> Data provided:

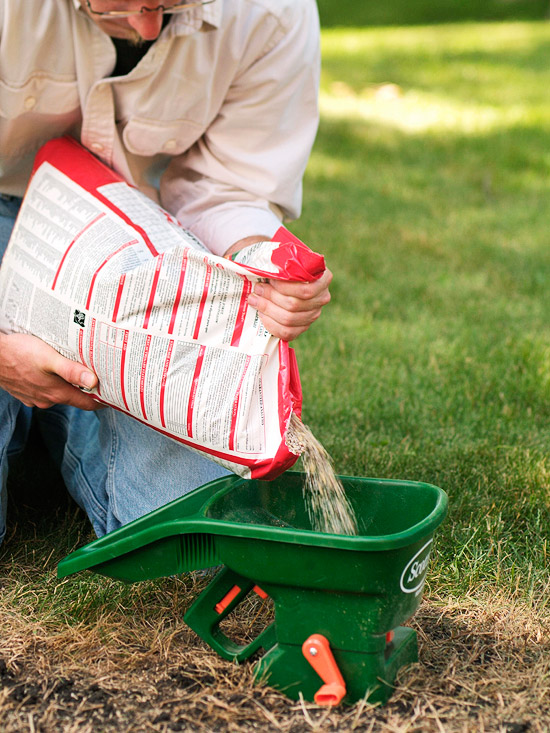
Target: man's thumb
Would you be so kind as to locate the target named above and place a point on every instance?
(75, 373)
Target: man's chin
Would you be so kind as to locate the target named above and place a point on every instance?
(118, 29)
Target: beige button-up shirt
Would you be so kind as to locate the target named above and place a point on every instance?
(216, 121)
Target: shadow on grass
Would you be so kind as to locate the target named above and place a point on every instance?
(351, 13)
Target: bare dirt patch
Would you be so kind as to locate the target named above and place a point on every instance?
(484, 667)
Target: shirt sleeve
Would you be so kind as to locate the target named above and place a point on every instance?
(244, 176)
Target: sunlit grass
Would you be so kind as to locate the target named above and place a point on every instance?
(428, 192)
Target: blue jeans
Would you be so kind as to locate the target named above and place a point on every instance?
(114, 467)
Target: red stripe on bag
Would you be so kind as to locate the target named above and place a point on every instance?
(142, 376)
(207, 279)
(193, 395)
(235, 409)
(122, 365)
(241, 314)
(163, 380)
(178, 293)
(121, 282)
(153, 291)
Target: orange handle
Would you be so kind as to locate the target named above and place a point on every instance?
(316, 650)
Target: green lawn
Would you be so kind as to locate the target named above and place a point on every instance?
(428, 191)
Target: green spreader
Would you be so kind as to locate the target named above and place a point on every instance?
(339, 601)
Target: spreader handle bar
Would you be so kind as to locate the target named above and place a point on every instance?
(214, 604)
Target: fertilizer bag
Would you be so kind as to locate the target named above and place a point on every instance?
(108, 278)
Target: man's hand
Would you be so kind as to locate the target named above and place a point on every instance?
(286, 308)
(38, 376)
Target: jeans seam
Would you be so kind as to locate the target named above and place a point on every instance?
(110, 483)
(83, 483)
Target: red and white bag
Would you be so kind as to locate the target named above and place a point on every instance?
(109, 278)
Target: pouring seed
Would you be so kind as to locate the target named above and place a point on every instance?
(324, 495)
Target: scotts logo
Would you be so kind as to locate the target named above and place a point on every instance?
(414, 574)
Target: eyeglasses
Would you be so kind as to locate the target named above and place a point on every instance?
(122, 12)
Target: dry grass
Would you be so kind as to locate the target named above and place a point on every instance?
(91, 654)
(134, 666)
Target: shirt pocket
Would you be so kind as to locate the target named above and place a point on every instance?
(152, 137)
(40, 94)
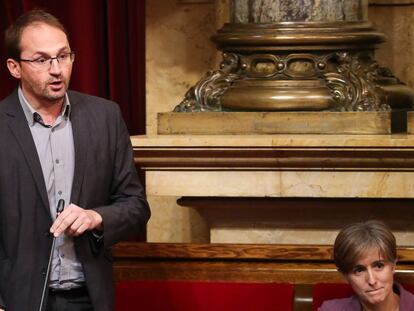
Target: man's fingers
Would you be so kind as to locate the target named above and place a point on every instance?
(75, 220)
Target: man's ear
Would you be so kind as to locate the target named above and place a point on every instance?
(14, 68)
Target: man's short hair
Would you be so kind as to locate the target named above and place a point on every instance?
(13, 33)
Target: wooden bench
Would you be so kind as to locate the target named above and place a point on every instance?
(301, 265)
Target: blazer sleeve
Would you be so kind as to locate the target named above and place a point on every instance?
(128, 211)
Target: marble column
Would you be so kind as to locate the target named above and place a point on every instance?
(275, 11)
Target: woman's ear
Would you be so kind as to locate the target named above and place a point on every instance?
(14, 68)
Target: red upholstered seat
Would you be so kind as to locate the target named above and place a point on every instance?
(327, 291)
(202, 296)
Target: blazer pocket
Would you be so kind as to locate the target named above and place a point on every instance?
(108, 255)
(5, 269)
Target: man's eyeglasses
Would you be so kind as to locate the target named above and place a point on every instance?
(64, 59)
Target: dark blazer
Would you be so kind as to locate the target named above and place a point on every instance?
(352, 303)
(105, 180)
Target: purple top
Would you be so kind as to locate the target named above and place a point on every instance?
(352, 303)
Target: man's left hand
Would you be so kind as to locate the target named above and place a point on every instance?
(75, 220)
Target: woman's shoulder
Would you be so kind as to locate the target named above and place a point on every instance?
(406, 299)
(342, 304)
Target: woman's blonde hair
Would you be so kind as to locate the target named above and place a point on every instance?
(356, 239)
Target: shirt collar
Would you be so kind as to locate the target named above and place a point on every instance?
(29, 111)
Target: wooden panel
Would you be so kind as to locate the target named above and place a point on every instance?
(238, 252)
(302, 265)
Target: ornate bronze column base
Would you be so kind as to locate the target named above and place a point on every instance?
(297, 67)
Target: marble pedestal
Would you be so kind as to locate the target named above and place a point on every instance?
(275, 188)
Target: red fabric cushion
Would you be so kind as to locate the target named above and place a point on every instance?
(327, 291)
(202, 296)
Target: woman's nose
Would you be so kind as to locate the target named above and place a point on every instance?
(371, 277)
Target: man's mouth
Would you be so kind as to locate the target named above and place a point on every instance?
(374, 290)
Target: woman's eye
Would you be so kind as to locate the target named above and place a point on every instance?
(358, 270)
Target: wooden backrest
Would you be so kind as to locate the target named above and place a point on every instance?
(300, 265)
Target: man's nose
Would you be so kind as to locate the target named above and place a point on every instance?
(55, 66)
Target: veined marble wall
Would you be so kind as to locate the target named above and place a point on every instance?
(273, 11)
(179, 52)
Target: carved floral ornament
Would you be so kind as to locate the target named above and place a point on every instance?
(353, 83)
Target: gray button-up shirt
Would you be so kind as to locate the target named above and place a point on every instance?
(55, 148)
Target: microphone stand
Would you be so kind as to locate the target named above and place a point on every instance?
(59, 209)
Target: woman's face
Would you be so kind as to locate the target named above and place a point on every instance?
(372, 278)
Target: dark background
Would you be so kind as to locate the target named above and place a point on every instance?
(108, 37)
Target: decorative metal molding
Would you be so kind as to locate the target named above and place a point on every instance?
(354, 86)
(206, 94)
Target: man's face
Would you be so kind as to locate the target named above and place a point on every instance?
(46, 85)
(372, 278)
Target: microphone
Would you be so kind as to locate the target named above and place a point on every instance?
(59, 209)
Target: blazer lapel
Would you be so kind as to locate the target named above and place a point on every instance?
(19, 127)
(81, 138)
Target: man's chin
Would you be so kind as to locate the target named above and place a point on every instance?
(54, 96)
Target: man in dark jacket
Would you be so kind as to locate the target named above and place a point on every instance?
(60, 145)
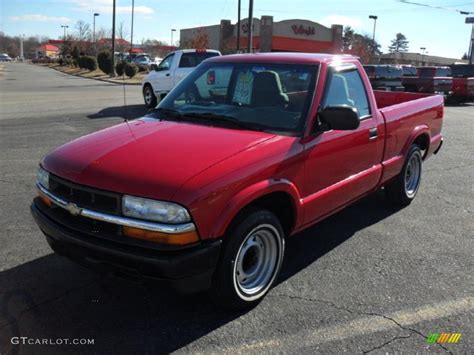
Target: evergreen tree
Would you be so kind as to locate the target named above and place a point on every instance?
(399, 44)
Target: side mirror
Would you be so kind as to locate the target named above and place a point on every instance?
(340, 117)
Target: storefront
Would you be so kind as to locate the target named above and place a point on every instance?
(268, 36)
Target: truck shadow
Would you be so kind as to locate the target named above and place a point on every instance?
(51, 297)
(129, 112)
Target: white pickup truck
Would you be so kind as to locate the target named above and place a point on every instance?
(174, 67)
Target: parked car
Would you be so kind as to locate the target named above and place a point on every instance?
(143, 60)
(385, 77)
(463, 82)
(174, 67)
(5, 58)
(203, 191)
(432, 80)
(409, 71)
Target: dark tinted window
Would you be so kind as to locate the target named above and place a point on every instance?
(193, 59)
(166, 63)
(409, 71)
(388, 72)
(443, 72)
(347, 88)
(462, 70)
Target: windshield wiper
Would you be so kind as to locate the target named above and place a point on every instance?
(169, 112)
(210, 116)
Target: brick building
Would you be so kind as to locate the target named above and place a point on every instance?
(269, 36)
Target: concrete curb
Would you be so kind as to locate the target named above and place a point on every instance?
(98, 79)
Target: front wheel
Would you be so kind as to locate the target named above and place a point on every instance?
(402, 190)
(149, 96)
(251, 260)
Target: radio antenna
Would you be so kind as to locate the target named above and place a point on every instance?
(124, 96)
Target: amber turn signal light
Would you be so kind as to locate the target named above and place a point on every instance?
(158, 237)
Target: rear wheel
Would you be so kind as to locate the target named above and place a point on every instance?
(402, 190)
(149, 96)
(251, 260)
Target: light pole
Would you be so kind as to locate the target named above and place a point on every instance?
(373, 17)
(64, 27)
(112, 70)
(93, 34)
(422, 56)
(131, 35)
(64, 39)
(21, 47)
(238, 27)
(172, 30)
(250, 32)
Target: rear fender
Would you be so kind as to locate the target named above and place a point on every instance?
(417, 132)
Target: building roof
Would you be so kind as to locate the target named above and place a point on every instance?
(296, 58)
(48, 47)
(118, 41)
(418, 57)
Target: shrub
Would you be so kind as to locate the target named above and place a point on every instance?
(104, 59)
(87, 62)
(142, 68)
(90, 63)
(130, 70)
(119, 68)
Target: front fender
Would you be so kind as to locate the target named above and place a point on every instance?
(252, 193)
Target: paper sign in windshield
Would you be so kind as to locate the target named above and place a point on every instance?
(243, 88)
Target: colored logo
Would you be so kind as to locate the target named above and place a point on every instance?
(442, 338)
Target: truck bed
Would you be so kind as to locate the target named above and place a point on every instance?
(406, 114)
(390, 98)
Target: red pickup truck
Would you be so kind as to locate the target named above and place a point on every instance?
(433, 80)
(463, 82)
(246, 151)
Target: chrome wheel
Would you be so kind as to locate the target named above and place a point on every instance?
(413, 175)
(258, 259)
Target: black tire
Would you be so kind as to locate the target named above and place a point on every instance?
(403, 189)
(149, 96)
(244, 248)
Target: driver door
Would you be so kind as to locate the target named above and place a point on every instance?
(162, 80)
(343, 165)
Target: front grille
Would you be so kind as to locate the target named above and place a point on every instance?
(82, 224)
(85, 197)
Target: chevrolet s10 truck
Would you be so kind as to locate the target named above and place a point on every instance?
(203, 190)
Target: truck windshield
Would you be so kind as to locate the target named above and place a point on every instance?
(463, 70)
(268, 97)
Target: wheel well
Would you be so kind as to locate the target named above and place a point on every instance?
(281, 205)
(423, 141)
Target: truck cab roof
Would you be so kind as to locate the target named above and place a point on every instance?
(293, 58)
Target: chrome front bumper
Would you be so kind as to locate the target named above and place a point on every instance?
(123, 221)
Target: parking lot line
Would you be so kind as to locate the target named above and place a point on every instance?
(363, 326)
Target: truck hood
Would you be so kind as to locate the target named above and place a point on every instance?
(147, 157)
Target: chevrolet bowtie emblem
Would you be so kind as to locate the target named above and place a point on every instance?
(73, 209)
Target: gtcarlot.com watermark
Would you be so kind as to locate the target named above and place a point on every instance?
(50, 341)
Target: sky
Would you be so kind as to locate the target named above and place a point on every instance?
(442, 32)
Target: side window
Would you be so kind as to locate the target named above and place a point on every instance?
(347, 88)
(166, 63)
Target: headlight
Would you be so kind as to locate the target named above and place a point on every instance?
(42, 177)
(153, 210)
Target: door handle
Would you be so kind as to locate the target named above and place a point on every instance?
(373, 133)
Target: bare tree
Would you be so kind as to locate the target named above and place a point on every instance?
(83, 31)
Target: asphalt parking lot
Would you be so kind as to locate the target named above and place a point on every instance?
(370, 279)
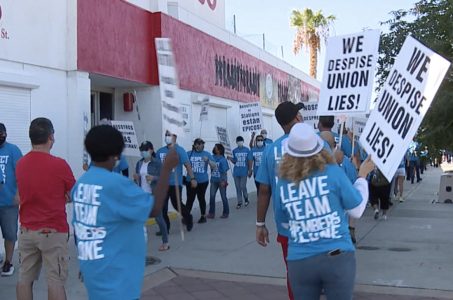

> Problem statement:
Collect every line in the records above that contains the word "woman", and copy each one out. Case counts.

> Answer for this exercise:
Target: woman's ear
Target: woman's shoulder
Target: woman's blonde hair
Target: woman's nose
Target: woman's eye
Target: woman's face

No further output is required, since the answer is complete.